→ **DO THIS**
Format the lines of the records that run from the line containing "My team needs the bounding box of the small" through the line containing "[136,81,162,108]", both included, as a JSON list of strings with one string per line and blank lines left out.

[Stored items]
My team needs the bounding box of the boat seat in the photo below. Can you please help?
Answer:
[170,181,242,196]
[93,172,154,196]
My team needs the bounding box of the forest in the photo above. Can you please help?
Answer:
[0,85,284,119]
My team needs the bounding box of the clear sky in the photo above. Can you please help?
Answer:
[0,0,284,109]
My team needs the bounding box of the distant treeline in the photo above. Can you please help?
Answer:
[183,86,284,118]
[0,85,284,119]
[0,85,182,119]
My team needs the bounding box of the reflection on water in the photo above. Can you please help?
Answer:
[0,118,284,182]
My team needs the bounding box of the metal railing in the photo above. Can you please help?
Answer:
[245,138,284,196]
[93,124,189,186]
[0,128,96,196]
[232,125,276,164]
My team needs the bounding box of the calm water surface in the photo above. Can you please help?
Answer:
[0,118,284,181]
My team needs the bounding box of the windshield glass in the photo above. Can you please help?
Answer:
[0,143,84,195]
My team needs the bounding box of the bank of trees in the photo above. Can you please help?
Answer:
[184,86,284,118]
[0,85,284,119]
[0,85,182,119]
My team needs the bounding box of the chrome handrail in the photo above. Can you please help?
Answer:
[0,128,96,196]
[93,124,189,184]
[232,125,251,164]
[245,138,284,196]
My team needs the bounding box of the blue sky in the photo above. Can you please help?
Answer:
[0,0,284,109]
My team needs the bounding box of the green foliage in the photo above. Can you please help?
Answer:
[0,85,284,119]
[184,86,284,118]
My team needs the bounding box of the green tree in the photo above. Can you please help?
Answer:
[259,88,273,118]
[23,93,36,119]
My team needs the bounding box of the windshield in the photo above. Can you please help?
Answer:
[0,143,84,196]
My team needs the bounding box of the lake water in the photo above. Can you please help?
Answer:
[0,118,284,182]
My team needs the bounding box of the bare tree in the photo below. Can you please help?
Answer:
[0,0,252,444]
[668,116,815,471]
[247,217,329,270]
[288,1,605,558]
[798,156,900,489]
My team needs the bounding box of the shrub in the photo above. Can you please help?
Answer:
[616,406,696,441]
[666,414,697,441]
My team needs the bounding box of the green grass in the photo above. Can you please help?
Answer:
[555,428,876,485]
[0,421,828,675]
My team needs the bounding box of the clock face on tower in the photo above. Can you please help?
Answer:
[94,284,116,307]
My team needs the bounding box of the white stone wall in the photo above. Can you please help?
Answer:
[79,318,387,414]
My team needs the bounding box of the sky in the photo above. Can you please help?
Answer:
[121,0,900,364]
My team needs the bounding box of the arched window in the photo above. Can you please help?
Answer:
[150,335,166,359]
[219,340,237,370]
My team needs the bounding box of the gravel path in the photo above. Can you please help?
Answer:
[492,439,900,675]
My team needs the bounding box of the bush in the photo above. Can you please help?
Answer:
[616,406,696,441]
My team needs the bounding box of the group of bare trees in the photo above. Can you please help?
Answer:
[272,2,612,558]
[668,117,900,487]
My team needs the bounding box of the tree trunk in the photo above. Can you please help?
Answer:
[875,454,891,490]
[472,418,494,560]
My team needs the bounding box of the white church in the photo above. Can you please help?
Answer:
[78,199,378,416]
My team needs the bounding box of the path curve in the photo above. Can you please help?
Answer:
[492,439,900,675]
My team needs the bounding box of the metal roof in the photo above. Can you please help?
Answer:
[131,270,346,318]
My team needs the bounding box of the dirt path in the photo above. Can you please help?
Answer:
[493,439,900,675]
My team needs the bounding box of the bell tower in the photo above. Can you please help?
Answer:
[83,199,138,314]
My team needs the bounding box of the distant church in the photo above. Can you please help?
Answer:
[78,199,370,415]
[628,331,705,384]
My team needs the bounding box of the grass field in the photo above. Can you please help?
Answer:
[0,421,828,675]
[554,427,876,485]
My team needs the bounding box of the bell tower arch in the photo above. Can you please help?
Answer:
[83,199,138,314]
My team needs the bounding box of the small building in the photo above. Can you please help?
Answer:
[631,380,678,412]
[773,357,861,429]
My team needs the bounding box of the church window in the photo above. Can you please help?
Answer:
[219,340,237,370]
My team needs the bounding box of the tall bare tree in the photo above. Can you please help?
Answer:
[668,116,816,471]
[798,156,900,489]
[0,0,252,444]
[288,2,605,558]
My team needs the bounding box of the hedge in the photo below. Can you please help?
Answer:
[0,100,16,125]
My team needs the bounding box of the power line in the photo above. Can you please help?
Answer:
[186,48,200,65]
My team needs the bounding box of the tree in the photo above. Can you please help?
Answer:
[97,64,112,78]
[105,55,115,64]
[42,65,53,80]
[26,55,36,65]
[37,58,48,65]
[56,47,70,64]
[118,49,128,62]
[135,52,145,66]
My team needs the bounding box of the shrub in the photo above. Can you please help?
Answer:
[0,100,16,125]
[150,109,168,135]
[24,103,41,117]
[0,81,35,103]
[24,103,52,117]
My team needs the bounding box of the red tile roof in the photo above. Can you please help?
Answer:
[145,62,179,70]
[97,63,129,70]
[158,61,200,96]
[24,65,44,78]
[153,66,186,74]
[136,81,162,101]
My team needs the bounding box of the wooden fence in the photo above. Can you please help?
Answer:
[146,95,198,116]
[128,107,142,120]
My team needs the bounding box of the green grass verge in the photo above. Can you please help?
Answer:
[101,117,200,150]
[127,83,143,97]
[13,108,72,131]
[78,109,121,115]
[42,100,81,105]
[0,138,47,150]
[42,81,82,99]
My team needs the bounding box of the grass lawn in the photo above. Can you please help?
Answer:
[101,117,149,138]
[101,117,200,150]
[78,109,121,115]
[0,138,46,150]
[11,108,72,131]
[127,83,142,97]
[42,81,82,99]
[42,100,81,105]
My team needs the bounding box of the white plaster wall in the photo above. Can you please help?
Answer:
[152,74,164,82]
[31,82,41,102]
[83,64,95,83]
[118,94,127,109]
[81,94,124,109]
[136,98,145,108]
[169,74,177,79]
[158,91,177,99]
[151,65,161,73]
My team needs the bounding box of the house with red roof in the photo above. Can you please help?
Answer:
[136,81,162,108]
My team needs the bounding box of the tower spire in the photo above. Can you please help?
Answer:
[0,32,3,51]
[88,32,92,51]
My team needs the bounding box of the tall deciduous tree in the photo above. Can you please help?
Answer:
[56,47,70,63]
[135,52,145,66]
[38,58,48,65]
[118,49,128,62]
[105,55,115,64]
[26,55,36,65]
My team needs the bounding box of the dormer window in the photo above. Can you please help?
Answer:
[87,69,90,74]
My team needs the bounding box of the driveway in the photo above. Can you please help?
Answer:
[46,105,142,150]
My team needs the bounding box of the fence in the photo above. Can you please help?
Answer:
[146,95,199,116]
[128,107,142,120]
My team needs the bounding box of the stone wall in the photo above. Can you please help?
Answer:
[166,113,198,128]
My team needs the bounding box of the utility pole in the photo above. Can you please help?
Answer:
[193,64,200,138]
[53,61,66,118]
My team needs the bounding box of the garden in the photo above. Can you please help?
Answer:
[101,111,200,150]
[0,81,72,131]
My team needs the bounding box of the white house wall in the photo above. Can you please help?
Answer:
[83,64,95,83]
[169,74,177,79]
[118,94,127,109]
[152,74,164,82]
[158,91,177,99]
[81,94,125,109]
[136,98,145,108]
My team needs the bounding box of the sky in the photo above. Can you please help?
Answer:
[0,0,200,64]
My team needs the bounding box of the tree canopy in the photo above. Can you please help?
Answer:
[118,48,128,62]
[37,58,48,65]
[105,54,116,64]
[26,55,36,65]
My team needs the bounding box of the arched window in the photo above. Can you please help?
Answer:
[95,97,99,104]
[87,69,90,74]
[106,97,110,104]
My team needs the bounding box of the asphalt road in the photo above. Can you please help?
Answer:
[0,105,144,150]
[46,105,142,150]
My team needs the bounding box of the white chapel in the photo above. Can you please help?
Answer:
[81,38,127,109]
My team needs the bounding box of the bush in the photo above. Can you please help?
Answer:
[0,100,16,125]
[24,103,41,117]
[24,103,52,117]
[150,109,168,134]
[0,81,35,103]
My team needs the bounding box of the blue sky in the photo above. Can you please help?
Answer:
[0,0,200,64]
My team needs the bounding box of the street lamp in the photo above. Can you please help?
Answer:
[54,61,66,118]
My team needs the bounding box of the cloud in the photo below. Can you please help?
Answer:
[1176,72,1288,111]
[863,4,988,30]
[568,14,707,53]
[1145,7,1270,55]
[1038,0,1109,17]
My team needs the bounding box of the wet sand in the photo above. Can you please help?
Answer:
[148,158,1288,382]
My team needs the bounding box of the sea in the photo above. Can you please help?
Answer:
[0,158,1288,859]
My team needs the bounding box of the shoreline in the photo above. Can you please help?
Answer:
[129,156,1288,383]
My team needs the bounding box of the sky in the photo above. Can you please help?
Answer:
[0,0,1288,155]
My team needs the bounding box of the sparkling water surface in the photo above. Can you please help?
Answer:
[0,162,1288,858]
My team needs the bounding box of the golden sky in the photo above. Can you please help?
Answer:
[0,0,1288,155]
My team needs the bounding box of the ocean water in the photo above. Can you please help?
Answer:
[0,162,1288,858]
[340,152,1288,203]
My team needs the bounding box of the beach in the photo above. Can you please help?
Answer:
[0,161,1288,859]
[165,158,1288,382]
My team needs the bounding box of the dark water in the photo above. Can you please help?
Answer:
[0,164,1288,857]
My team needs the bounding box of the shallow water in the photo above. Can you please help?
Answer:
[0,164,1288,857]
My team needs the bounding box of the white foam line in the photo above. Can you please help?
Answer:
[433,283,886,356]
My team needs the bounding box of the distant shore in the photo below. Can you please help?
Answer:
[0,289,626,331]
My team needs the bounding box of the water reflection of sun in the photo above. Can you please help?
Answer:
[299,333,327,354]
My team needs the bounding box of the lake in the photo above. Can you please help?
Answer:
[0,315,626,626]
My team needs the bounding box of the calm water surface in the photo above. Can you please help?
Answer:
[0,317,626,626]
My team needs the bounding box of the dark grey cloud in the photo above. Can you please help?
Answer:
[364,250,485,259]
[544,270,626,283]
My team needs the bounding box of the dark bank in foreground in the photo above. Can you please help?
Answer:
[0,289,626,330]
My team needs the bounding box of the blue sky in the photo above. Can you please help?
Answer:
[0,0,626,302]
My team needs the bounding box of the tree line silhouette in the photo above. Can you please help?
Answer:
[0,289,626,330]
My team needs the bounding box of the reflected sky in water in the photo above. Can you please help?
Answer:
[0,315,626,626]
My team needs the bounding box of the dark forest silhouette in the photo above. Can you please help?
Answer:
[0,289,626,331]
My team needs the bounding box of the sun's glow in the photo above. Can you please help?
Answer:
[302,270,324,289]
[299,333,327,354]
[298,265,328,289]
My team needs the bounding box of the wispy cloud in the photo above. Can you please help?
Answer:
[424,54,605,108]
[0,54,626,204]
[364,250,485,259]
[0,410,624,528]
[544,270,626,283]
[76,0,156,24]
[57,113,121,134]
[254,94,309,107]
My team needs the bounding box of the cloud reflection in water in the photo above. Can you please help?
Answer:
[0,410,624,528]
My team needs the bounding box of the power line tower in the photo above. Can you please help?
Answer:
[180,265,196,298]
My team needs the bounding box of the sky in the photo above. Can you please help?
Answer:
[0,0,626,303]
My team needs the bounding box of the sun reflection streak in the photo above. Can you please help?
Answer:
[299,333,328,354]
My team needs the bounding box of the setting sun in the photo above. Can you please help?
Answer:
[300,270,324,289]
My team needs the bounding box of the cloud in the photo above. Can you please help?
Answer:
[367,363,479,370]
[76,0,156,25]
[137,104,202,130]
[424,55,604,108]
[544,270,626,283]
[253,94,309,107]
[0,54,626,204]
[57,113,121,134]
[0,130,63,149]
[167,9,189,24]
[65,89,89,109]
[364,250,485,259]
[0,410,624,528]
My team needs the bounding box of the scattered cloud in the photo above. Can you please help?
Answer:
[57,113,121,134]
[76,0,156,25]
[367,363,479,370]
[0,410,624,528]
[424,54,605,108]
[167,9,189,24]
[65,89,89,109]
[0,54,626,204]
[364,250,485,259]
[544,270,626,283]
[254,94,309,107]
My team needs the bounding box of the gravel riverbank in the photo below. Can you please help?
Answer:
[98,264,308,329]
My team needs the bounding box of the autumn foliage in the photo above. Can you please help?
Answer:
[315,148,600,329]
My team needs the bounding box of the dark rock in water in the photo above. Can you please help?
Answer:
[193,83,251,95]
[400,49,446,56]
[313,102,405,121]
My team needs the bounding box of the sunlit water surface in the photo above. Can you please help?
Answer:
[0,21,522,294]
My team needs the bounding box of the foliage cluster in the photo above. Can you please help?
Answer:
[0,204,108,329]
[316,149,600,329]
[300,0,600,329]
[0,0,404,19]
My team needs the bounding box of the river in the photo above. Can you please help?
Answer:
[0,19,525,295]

→ **WRITTEN SOLUTION**
[
  "My team needs the bounding box of the small building in the photo above. Can you please help?",
  "Answer:",
  "[631,380,678,412]",
  "[773,357,861,429]",
  "My team needs the bounding box of the church window in the photo above. Can you please help?",
  "Answer:",
  "[219,340,237,370]",
  "My team needs the bounding box of the tall bare tree in the photo above. Can you please help?",
  "Answer:",
  "[668,116,816,471]",
  "[798,156,900,489]",
  "[0,0,252,444]",
  "[288,2,605,558]",
  "My team needs the bounding box of the hedge in the photo below. Can you please help?",
  "Answer:",
  "[0,100,16,125]",
  "My team needs the bounding box of the power line in the photo above. Can you please help?",
  "Answer:",
  "[186,48,200,65]",
  "My team needs the bounding box of the tree in the photo above. Can you please help?",
  "Answer:",
  "[97,64,112,78]",
  "[105,55,115,64]",
  "[42,65,53,80]",
  "[26,55,36,65]",
  "[37,58,48,65]",
  "[56,47,70,64]",
  "[118,49,128,62]",
  "[135,52,145,66]",
  "My team needs the bounding box of the shrub in the photo above. Can you please help?",
  "Answer:",
  "[0,100,16,125]",
  "[150,109,168,135]",
  "[24,103,41,117]",
  "[0,81,35,103]",
  "[24,103,52,117]",
  "My team needs the bounding box of the red tile roof in the photo above. Can you please help?",
  "Answer:",
  "[145,62,179,70]",
  "[97,63,129,70]",
  "[158,61,200,96]",
  "[24,65,44,78]",
  "[153,66,186,74]",
  "[136,81,162,101]",
  "My team needs the bounding box of the wooden fence in the photo above. Can you please help?",
  "Answer:",
  "[146,95,198,116]",
  "[128,107,142,120]",
  "My team needs the bounding box of the green grass verge in the photo above. Can you please help?",
  "Answer:",
  "[101,117,200,150]",
  "[127,83,143,97]",
  "[13,108,72,131]",
  "[78,109,121,115]",
  "[42,100,81,105]",
  "[0,138,47,150]",
  "[42,81,82,99]",
  "My team needs the bounding box of the grass lawn in the photo above. Can you please help?",
  "Answer:",
  "[101,117,149,138]",
  "[101,117,200,150]",
  "[78,109,121,115]",
  "[0,138,46,150]",
  "[11,108,72,131]",
  "[127,83,142,97]",
  "[42,81,82,99]",
  "[42,100,81,105]",
  "My team needs the bounding box of the white plaster wall in the photo above. Can you please help?",
  "Answer:",
  "[152,74,164,82]",
  "[31,82,41,102]",
  "[83,64,95,83]",
  "[118,94,127,109]",
  "[81,94,124,109]",
  "[136,98,145,108]",
  "[169,74,177,79]",
  "[158,91,177,99]",
  "[151,65,161,73]",
  "My team needs the bounding box of the house with red roof in the photo above. Can you please help?",
  "Answer:",
  "[136,81,162,108]"
]